→ **What you will do**:
Write each line out exactly, leaving none out.

--- Records supplied ---

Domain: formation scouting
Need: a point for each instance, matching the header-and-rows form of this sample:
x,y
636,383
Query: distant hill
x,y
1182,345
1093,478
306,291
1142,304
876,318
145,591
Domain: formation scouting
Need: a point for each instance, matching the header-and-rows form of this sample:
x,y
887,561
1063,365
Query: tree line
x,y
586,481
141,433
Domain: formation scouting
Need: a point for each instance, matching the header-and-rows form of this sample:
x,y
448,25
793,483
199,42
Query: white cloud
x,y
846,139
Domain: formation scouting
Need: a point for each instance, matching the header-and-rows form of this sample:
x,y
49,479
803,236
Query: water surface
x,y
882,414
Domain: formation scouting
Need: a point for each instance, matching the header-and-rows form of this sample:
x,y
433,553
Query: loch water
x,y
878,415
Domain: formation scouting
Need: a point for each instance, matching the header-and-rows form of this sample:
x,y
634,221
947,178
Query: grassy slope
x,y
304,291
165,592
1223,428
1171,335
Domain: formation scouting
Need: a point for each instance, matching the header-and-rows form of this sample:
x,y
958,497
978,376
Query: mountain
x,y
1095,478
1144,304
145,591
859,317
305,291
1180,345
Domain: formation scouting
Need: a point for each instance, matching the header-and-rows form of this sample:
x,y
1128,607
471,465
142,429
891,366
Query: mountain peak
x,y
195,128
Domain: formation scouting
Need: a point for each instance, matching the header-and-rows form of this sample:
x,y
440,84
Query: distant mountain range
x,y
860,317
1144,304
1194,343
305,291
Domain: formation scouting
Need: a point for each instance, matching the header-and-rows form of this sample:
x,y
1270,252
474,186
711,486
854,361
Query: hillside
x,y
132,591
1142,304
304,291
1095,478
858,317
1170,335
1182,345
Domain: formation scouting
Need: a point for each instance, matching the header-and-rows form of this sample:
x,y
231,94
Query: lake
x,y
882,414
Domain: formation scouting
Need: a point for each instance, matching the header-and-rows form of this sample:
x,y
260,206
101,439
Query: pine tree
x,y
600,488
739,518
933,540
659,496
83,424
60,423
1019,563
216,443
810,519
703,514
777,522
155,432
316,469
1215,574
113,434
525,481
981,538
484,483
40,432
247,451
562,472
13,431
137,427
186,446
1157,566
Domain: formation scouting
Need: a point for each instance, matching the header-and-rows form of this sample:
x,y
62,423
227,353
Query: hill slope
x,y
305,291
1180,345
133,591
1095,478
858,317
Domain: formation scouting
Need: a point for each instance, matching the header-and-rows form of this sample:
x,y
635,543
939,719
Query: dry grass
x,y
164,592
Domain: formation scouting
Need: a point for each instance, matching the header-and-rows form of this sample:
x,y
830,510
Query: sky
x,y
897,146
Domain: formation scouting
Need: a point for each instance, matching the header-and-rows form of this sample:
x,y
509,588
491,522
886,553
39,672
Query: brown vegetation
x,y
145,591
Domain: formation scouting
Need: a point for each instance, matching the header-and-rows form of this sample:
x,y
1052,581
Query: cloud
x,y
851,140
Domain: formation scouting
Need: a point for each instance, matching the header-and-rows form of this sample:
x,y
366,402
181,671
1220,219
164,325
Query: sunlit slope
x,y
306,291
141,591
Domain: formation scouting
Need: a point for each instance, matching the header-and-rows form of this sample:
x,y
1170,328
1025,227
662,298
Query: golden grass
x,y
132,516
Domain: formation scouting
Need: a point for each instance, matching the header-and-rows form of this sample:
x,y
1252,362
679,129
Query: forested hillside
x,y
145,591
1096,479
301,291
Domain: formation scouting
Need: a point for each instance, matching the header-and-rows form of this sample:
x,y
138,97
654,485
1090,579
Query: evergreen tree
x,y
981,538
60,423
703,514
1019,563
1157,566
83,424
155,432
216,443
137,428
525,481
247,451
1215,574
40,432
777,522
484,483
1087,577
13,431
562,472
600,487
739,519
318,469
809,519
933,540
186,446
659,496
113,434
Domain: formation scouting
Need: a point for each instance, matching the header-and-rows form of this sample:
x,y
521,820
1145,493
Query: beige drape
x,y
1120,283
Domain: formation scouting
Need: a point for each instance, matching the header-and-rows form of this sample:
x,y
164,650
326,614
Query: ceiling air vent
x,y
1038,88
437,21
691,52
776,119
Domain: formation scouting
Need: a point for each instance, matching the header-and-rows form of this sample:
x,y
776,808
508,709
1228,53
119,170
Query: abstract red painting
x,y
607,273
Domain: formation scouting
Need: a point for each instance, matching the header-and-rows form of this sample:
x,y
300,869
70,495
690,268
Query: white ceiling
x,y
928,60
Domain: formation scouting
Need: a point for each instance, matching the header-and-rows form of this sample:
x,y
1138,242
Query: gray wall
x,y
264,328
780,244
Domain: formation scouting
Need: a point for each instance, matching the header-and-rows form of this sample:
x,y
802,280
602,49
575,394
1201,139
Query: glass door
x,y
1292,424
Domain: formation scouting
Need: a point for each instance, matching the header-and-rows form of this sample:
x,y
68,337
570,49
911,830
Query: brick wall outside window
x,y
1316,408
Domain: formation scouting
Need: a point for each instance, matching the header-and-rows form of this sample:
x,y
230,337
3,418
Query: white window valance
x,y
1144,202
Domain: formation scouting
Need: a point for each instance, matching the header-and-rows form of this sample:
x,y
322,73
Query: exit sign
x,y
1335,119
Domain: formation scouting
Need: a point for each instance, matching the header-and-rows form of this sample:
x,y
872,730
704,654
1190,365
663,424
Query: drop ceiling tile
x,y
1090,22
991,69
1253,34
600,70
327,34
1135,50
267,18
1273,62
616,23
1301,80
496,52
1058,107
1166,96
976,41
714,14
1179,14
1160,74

---

→ **Result of the exercise**:
Domain: formation scouting
Need: a point for each instance, matching the header-and-rows form of this sample:
x,y
636,383
Query: distant hill
x,y
1182,345
1093,478
306,291
1142,304
876,318
145,591
Domain: formation scouting
Need: a point for each instance, matching the header-and-rows form of this sample:
x,y
887,561
1063,365
Query: tree line
x,y
586,481
141,433
Domain: formation scouting
Need: a point for each instance, matching the header-and-rows form of this sample:
x,y
448,25
793,483
199,42
Query: white cloud
x,y
846,139
Domain: formation scouting
Need: a point for each instance, matching the header-and-rows form of this sample:
x,y
49,479
803,236
Query: water surface
x,y
882,414
Domain: formation scouting
Need: a point for each instance, matching the header-and-rows form of this sample:
x,y
433,553
Query: loch water
x,y
878,415
Domain: formation scouting
Need: a point for each instance, matching the header-and-rows form of this sample:
x,y
634,221
947,178
Query: grassy slope
x,y
304,291
165,592
1223,428
1171,335
Domain: formation scouting
Need: a point for each instance, matching the header-and-rows form of this sample:
x,y
958,497
978,376
Query: mountain
x,y
1095,478
1144,304
145,591
859,317
305,291
1180,345
Domain: formation scouting
Need: a point for each instance, matching the header-and-rows form of this sample:
x,y
1128,607
471,465
142,429
891,366
Query: mountain peak
x,y
195,128
Domain: formation scouting
Need: a point for each instance, matching the header-and-rows form of this sample:
x,y
440,84
Query: distant mountain range
x,y
860,317
1144,304
1194,343
305,291
Domain: formation scouting
Need: a point for each instance, matching the header-and-rows form of this sample:
x,y
1270,252
474,186
711,486
854,361
Query: hillside
x,y
132,591
1142,304
304,291
1095,478
858,317
1170,335
1182,345
Domain: formation scouting
Need: a point for each instance, matching the header-and-rows form of this sample:
x,y
231,94
Query: lake
x,y
882,414
Domain: formation scouting
Need: a point for each instance, matching the header-and-rows form of this sample:
x,y
260,206
101,439
Query: pine tree
x,y
600,488
739,518
933,540
659,496
83,424
60,423
1019,563
216,443
810,519
703,514
777,522
155,432
316,469
1215,574
113,434
525,481
981,538
484,483
40,432
247,451
562,472
13,431
137,427
186,446
1157,566
Domain: formation scouting
Need: a point for each instance, matching the header-and-rows form of this sample:
x,y
62,423
227,353
Query: hill slope
x,y
305,291
1180,345
133,591
1095,478
858,317
Domain: formation scouting
Need: a point for each instance, matching the header-and-rows form of this sample:
x,y
635,543
939,719
Query: dry grass
x,y
164,592
Domain: formation scouting
Need: a point for each instance, matching the header-and-rows form of this sample:
x,y
830,510
Query: sky
x,y
897,146
Domain: formation scouting
Need: a point for each instance, matching the header-and-rows form of this sample:
x,y
509,588
491,522
886,553
39,672
Query: brown vegetation
x,y
145,591
Domain: formation scouting
Need: a point for each instance, matching the header-and-rows form of this sample:
x,y
1052,581
Query: cloud
x,y
851,140
Domain: formation scouting
Need: a point for each instance, matching the header-and-rows form of this sample:
x,y
366,402
181,671
1220,219
164,325
Query: sunlit slope
x,y
306,291
141,591
Domain: formation scouting
Need: a point for each instance, matching the header-and-rows form of this sample:
x,y
1170,328
1025,227
662,298
Query: golden grass
x,y
132,516
Domain: formation scouting
Need: a point for each instance, matching the header-and-rows form of this sample:
x,y
1252,362
679,129
Query: forested hillside
x,y
145,591
1096,479
301,291
Domain: formation scouting
Need: a point for each instance, matching the header-and-rows form of this sample:
x,y
138,97
654,485
1090,579
Query: evergreen tree
x,y
981,538
60,423
703,514
1019,563
1157,566
83,424
155,432
216,443
137,428
525,481
247,451
1215,574
40,432
777,522
484,483
1087,577
13,431
562,472
600,487
739,519
318,469
809,519
933,540
186,446
659,496
113,434
Domain: formation scouting
Need: a point for each instance, matching the header-and-rows form of this sample:
x,y
521,820
1145,493
Query: beige drape
x,y
1120,283
Domain: formation scouting
Need: a point for each instance, matching the header-and-rows form of this sample:
x,y
164,650
326,614
Query: ceiling air vent
x,y
1038,88
437,21
691,52
776,119
Domain: formation scouting
Need: a point for each instance, matching the header-and-rows form of this sample:
x,y
776,808
508,709
1228,53
119,170
Query: abstract red painting
x,y
607,273
Domain: formation scouting
Need: a point for each instance, matching the header-and-rows form of this sample:
x,y
300,869
70,495
690,268
Query: white ceiling
x,y
928,60
Domain: formation scouting
Need: a point for each instance, matching the header-and-rows form of this sample:
x,y
1138,242
Query: gray wall
x,y
264,328
780,244
Domain: formation scouting
Need: a point for each instance, matching the header-and-rows form of this sample:
x,y
802,280
602,49
575,394
1201,139
Query: glass door
x,y
1292,424
Domain: formation scouting
Need: a point for each instance, matching the header-and-rows form of this sample:
x,y
68,337
570,49
911,830
Query: brick wall outside window
x,y
1316,408
Domain: formation scouting
Need: a point for each instance, matching the header-and-rows form of this sample:
x,y
230,337
3,418
Query: white window valance
x,y
1144,202
Domain: formation scouting
Need: a point for each instance, matching the header-and-rows form of this sample:
x,y
322,73
Query: exit sign
x,y
1335,119
Domain: formation scouting
Need: a point for each instance, matching the header-and-rows form of this sample:
x,y
872,730
704,654
1190,365
663,424
Query: drop ceiling tile
x,y
1090,22
991,69
1253,34
600,70
327,34
1135,50
267,18
1273,62
616,23
1301,80
496,52
1058,107
1166,96
976,41
714,14
1179,14
1160,74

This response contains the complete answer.